Extracted entries:
= = =
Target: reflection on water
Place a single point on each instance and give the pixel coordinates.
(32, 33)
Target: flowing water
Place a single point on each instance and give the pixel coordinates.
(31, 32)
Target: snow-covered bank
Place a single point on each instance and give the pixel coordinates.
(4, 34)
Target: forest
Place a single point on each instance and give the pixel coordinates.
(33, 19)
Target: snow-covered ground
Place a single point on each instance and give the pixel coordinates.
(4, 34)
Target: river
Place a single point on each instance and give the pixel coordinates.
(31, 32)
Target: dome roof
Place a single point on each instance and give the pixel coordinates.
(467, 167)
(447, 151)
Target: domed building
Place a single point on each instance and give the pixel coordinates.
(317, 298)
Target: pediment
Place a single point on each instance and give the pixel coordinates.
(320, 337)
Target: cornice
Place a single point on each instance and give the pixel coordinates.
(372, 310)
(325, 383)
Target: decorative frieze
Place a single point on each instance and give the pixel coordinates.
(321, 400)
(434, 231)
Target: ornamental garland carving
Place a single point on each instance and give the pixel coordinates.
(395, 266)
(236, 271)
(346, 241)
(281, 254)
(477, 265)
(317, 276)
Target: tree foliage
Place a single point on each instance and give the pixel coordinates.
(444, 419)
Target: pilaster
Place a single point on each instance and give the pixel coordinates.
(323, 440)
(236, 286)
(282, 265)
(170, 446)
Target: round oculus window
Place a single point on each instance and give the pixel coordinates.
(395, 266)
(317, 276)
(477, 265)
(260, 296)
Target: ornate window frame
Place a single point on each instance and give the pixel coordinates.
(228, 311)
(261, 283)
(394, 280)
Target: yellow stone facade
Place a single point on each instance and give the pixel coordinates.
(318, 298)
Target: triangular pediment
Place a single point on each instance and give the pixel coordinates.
= = =
What is asked:
Rewrite all of the items above, replacing "pixel coordinates" with "image coordinates" and leaving every other part unchanged.

Written answer:
Target: reflection on water
Place a single point on each instance and give the image coordinates.
(32, 33)
Target: flowing water
Place a single point on each instance and give the image coordinates.
(31, 32)
Target: snow-covered bank
Place a single point on each instance and give the image coordinates.
(4, 34)
Target: forest
Place a single point on each instance and give the image coordinates.
(33, 19)
Target: snow-covered ground
Place a single point on each instance and give the image coordinates.
(4, 34)
Target: river
Place a single point on each instance and give the image coordinates.
(31, 32)
Target: dome roof
Place a single point on each instance and give the image coordinates.
(467, 167)
(447, 151)
Target: domed building
Place a single point on each instance and give the image coordinates.
(317, 298)
Target: pediment
Place a single point on each instance and give the image coordinates.
(320, 337)
Target: cornice
Place a single point on each instance and give the image coordinates.
(372, 310)
(325, 383)
Target: decorative frieze
Place a single point on each instance and give the image coordinates.
(321, 400)
(434, 231)
Target: ornamental garland carving
Place a single point on each instance and give the image coordinates.
(395, 266)
(236, 271)
(346, 241)
(281, 254)
(477, 265)
(317, 276)
Target: tree foliage
Place a single point on each instance and give the image coordinates.
(444, 419)
Target: pilaster
Place a single point on each instance and give the image coordinates.
(323, 440)
(236, 286)
(282, 265)
(170, 446)
Target: round oculus window
Place a single point on each instance and give the image coordinates.
(395, 266)
(317, 276)
(477, 265)
(260, 296)
Target: ornate window frame
Place a single point on each instance and give the image coordinates.
(228, 311)
(261, 283)
(394, 280)
Target: yellow stone facade
Place a single point on each instance and give the image coordinates.
(318, 298)
Target: triangular pediment
Place a single point on each instance and give the image coordinates.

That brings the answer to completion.